** Text passage follows **

BIOSCICAT presents the virtual photographic exhibition "The Wine Ecosystem".
- bioscicat
- Mar 31, 2022
- 2 min de lectura
Through the photographic work of ©FERRAN AGUILAR, we pay tribute to the ecological and landscape role of the vineyard in the Mediterranean ecosystem.

This exhibition is a tribute to the wine landscape within the Mediterranean ecosystem and presents the result of a monumental project by Ferran Aguilar, one of the most renowned nature photographers of our time. For over six years, Ferran has immersed himself in the wine ecosystem to capture, often for the first time, the intimate life of the biological world that inhabits within it, and the delicate subtlety of its beauty.
In the coming weeks, a daily photograph will be shared on our social networks. After this period, the exhibition will also be accessible from the project's page at www.bioscicat.orgÂ
Inhabiting the wine
The Mediterranean ecosystem forms one of the richest biomes in biological life on the planet. Born from the interaction between pre-existing natural biomes and the millennia-old action of our species on the landscape -which gave rise to the characteristic agroforestry mosaic-, it is considered an emerging ecosystem created by humans ("emerging ecosystem" or "novel ecosystems"), and has been identified by science as one of the world's most important biodiversity hotspots.

** End of Text passage **
** Data supplied follows **

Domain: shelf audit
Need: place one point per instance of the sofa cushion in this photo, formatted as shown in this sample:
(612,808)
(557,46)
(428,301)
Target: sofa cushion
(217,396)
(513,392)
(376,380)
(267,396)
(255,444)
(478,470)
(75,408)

** End of Data supplied **
** Data supplied follows **

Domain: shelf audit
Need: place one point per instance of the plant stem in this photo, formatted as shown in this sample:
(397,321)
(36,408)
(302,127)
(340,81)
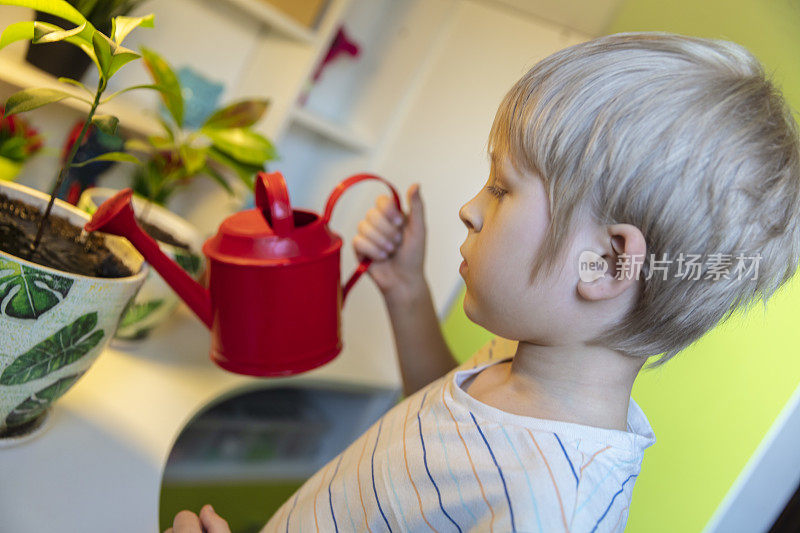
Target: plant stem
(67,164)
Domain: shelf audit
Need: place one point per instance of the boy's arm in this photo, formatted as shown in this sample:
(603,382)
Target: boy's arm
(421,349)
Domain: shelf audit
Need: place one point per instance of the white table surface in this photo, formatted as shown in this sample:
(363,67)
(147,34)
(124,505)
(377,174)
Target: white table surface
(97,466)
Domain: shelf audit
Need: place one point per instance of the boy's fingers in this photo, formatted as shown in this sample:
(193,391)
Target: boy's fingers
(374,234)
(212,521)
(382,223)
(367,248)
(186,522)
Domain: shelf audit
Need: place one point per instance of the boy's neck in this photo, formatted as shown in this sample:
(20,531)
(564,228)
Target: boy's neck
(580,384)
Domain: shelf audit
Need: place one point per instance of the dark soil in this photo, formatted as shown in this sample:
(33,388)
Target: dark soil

** End of Data supplied **

◆ **Assignment A**:
In the wine exhibition announcement, how long has Ferran Aguilar spent immersed in the wine ecosystem?
◆ **Assignment B**:
Pick up the wine exhibition announcement after its final sentence and keep writing it.

◆ **Written answer A**:
For over six years.

◆ **Written answer B**:
The vineyard and its cultivation have been one of the cornerstones upon which the mosaic of the Mediterranean landscape and its rich biological diversity have slowly been built. But it goes beyond that. Wine has shaped a unique and unrepeatable ecological and cultural landscape, and probably the most sensual and aesthetic way of understanding life that we know: 'Mediterraneity'.
'Mediterraneity' is, without doubt, the most poetic attitude toward inhabiting a landscape. And wine is its finest synthesis of this sensuality, of this singular way of understanding life through other dimensions of time and light. It is, in short, the purest essence of the Mediterranean 'world'.
Today, this world - forged over thousands of years between the biological and the human, and representing sensuality made landscape - is, for the first time, seriously under threat. This is a tribute to all the species that inhabit it and make it possible.